- _Exercise task 1_: From the entries below, pull out every line that contains the string "patch".

- _Excerpt_:
Canyon had some the best conditions I encountered, IMHO.  I suspect that's because it had been groomed at some point in the not too distant past, so there were no ice bumps underneath the fresh snow.


----------



## Greg (Feb 15, 2008)

bvibert said:


> Canyon had some the best conditions I encountered, IMHO.  I suspect that's because it had been groomed at some point in the not too distant past, so there were no ice bumps underneath the fresh snow.



Yep. I noticed the same last week, although they were only sort of bumplets at the time. Glad you had a great day and your timing was perfect. Looks like the MRV is not going to avoid rain on Monday. :angry:

Did you hit Fall Line? Apparently it looks like you took the Paradise "drop" this time.


----------



## andyzee (Feb 15, 2008)

Nice!


----------



## ALLSKIING (Feb 15, 2008)

Nice pics B.......Looks like it was worth the trip!!


----------



## bvibert (Feb 15, 2008)

I updated the original post with more details and pics.  I would have put more pics in the post, but I'm limited to 10... :roll:


----------



## Paul (Feb 15, 2008)

- _Exercise task 2_: In the ski forum thread above, how many pictures does bvibert say he is limited to in a post?

- _Source records_:
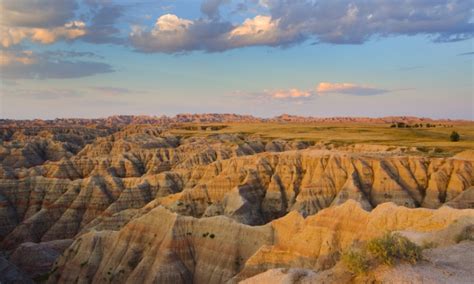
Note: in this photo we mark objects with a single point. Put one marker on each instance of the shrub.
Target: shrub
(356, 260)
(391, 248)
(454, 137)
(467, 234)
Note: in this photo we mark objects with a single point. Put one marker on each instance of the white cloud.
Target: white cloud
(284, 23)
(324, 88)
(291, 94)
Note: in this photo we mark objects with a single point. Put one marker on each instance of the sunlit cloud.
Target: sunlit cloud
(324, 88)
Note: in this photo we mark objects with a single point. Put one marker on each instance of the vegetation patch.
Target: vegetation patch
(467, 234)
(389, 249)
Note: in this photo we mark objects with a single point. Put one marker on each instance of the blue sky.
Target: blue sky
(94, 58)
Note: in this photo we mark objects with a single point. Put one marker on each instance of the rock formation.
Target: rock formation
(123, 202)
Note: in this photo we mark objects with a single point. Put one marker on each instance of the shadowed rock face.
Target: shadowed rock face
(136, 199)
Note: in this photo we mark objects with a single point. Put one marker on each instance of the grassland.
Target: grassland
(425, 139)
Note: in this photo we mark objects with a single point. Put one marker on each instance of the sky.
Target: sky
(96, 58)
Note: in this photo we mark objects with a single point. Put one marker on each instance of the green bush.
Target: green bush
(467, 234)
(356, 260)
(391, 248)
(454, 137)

---

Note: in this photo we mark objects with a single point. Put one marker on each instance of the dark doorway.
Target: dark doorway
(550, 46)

* * *

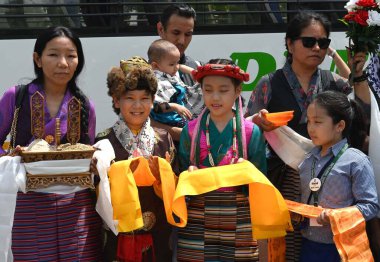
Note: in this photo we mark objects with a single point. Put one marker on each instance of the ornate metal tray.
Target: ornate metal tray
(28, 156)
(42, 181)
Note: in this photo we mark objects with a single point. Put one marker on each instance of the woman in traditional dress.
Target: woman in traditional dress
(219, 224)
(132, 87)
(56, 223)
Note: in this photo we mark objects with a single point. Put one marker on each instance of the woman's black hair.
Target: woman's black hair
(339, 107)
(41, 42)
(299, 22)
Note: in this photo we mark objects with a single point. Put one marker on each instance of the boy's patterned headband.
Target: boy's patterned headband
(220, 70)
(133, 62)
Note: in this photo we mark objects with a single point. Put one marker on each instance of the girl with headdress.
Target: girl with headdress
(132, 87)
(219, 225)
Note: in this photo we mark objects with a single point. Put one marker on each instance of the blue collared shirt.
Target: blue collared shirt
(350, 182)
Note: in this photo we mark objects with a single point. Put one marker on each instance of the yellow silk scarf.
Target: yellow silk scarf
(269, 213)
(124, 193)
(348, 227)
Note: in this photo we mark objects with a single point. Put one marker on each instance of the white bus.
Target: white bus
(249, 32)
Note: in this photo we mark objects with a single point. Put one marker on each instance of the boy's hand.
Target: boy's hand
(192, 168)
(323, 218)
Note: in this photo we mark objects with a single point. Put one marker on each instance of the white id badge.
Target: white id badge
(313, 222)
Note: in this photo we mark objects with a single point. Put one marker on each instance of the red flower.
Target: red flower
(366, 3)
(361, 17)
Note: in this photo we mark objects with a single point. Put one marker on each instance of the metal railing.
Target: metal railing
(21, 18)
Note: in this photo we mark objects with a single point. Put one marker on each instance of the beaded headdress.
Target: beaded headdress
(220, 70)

- _Written reply 1_:
Note: in this photo we mark objects with a single point. Put one marker on each instance of the vegetation patch.
Target: vegetation patch

- _Written reply 2_: He is limited to 10 pictures.